[Available data Boundary: Start]

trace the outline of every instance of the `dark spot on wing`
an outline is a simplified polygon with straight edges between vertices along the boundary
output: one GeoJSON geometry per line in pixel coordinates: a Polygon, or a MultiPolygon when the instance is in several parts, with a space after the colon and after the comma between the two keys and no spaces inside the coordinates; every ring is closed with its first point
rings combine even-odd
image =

[Available data Boundary: End]
[Available data Boundary: Start]

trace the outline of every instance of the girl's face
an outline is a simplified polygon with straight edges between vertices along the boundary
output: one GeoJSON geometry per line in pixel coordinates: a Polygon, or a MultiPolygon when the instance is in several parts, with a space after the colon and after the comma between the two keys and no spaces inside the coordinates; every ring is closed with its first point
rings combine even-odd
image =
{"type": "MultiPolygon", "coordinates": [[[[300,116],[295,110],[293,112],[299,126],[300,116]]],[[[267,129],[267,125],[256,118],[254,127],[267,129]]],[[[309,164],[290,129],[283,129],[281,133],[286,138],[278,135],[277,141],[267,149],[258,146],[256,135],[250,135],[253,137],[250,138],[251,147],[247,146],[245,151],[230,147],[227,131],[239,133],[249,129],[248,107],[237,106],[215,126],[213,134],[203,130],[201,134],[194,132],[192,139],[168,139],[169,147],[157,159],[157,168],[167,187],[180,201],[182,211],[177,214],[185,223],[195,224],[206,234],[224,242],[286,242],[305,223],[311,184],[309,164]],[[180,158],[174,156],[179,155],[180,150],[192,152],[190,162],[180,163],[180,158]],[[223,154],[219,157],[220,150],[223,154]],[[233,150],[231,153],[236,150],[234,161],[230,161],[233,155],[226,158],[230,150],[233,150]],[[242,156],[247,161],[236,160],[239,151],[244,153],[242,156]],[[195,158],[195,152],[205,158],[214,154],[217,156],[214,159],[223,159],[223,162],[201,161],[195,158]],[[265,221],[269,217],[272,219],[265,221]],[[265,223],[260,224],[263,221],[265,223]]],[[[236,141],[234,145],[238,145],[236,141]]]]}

[Available data Boundary: End]

Check each line of the entries above for the string "every", and return those that contain it.

> Expected answer:
trace the outline of every instance of the `dark spot on wing`
output: one GeoJSON geometry per line in pixel coordinates: a Polygon, or a MultiPolygon when the instance is in several parts, with a space after the colon and after the comma between the two keys and no spaces inside the coordinates; every ring is closed with its first point
trace the outline of every instance of the girl's face
output: one GeoJSON geometry per line in pixel coordinates: a Polygon, or a MultiPolygon when the instance is in several parts, with a space after the colon and after the comma between the two keys and no spaces inside the coordinates; every ring is closed with its first point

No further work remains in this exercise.